TEXT BLOCK ▸

This module is an introduction to data management, building on the previous two modules with brief introductions to a few data principles and giving examples of data management pitfalls and how they can be avoided.
In our previous module we asked:
Why it was important to think about other uses for your data and what you could do with it?
Knowing these answers to questions will improve not only your communication with other researchers, especially if you want to share your data, but it will improve your ability to replicate and build on your previous research going forward. Asking yourself to remember everything about a previous project is unrealistic and unfair to yourself, so thinking about communication between your past and future self when it comes to data is incredibly important!
Why is data management important?
In a way, data management is the language and process we use to ensure our research is properly contextualized, understood, and recorded. The process can allow for data to be shared, re-used, and replicated efficiently, helping to make sure your data projects stay relevant for years to come!
Video Activity
Please enjoy this short video about data misunderstandings that illustrates why data management is so important to think about.
Watching this video, it’s easier to understand what we mean when we say that data management is almost a language. It was very easy to see that the two researchers were not on the same page, and one was talking in circles around the other. Creating a good research environment will help you feel more confident with your own research and make it easier for future researchers to understand, share or build upon your work.
As mentioned before, thinking about how you communicate about data can help you with your own research. Avoiding the pitfalls in the video you just watched, means you will be able to go back to your previous research more easily, you will be able to use parts of the data in other ways, or more easily be able to replicate or compare experiments.
Data Management Best Practices
Follow these data best practices, and you’ll be swimming past most pitfalls like a champ!
I. Multiple data storage solutions
It is important to have data stored in more than one place. While it may be easier and tempting to solely keep your data on your laptop during the project, it is best practice to have a data back-up. Creating a plan at the outset of the project to manage and continue the backups once you are done will ensure the data persists after the end of the project. Considering if and how project data may be be used in the future and whether the data will be shared in a public repository is important during the planning stage of the project or research.
Consider potential long-term data storage solutions. Where, how and when will your data be stored? Some questions/considerations for your data storage: if you live in a rental and know you might move in less than 5 years, that could change the storage options you choose for your long-term data storage, compared to if you own a house. Or if you’re graduating soon and all the data will need to go back to the school, that will change how you decide to store your data for the future. What online/ cloud storage options are available and approved by your institution? And what public repositories may be a good fit for your data if you are required to provide or would like to provide open access to the data?
II. Use standardized labels, or create descriptive labels
In a later module, we will cover controlled vocabularies and labelling schemas in detail. Using standard labels will help your data be interoperable, meaning, making it easier for your data to be used and re-used in more or additional future applications. This is especially helpful for datasets. If you end up wanting to compare your dataset to another dataset, it will be a faster and easier process if you used a standardized name for your variables, including a standardized format–such as surface_temp_avg_degree_C to refer to the average temperature of the ocean surface in degrees Celsius. If both of your datasets have the same variable names it is much easier to use various softwares to compare and graph the two datasets.

RECORD LIST ▸
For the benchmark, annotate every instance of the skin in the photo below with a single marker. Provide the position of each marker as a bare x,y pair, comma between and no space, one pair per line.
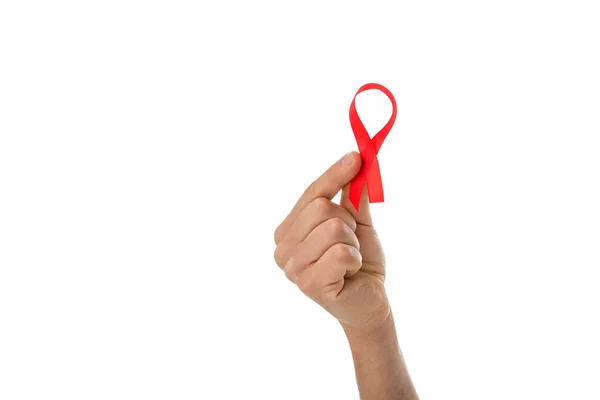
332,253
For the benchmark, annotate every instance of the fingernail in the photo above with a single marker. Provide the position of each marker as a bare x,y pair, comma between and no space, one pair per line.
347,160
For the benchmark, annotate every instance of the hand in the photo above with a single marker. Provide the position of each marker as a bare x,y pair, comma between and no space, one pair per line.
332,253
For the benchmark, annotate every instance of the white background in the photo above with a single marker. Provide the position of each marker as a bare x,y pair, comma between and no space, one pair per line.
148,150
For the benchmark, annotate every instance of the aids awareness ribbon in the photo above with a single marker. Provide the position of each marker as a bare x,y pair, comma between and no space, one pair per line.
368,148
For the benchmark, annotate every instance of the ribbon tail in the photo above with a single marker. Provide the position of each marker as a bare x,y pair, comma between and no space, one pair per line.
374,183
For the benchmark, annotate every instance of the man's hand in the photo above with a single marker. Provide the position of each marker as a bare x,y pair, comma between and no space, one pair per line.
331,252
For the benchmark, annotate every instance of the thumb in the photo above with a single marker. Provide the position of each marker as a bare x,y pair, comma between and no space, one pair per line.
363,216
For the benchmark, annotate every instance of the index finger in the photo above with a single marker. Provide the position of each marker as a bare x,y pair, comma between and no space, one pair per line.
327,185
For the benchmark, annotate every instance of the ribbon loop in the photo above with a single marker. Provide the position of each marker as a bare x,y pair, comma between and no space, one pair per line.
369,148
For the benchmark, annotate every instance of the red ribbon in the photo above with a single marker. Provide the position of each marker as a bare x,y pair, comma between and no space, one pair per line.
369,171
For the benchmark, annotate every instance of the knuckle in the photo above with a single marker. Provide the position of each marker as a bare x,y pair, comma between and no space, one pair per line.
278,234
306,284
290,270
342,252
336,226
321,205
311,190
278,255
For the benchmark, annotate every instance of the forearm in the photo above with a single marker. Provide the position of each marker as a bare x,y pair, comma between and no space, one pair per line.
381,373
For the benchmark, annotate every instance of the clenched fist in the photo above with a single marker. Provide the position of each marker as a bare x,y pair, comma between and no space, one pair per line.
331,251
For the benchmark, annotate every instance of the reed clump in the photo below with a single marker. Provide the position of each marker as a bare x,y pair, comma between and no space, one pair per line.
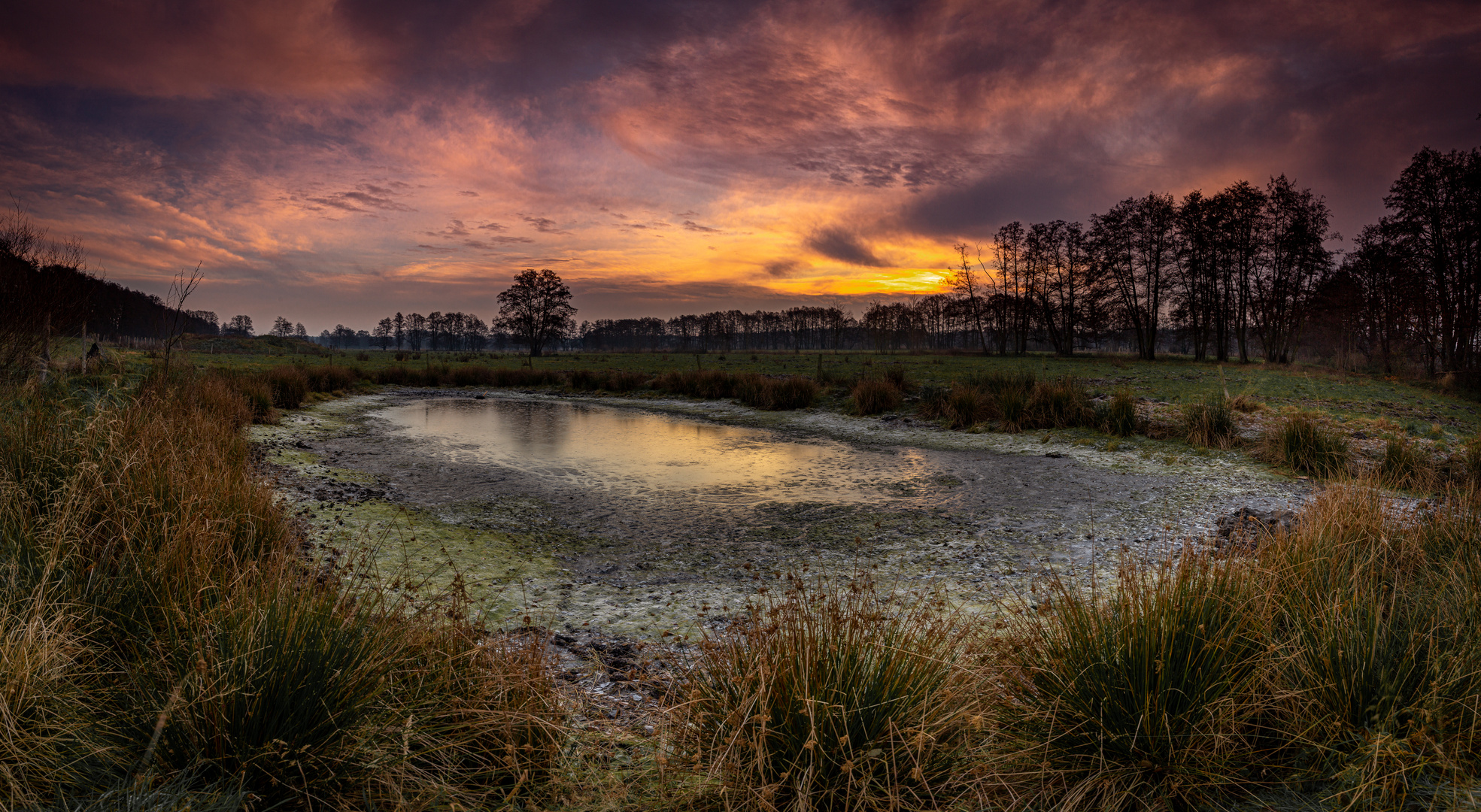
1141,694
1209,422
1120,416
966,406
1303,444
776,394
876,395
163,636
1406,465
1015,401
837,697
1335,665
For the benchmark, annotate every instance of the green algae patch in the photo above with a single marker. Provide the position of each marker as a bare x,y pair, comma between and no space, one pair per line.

JOB A ▸
List every way the data management text says the process of data management can allow data to be handled efficiently.
JOB B ▸
Copy out everything in the data management text from "Watching this video, it’s" down to "upon your work.".
Work only from the data management text.

WRITTEN SOLUTION A ▸
- shared
- re-used
- replicated

WRITTEN SOLUTION B ▸
Watching this video, it’s easier to understand what we mean when we say that data management is almost a language. It was very easy to see that the two researchers were not on the same page, and one was talking in circles around the other. Creating a good research environment will help you feel more confident with your own research and make it easier for future researchers to understand, share or build upon your work.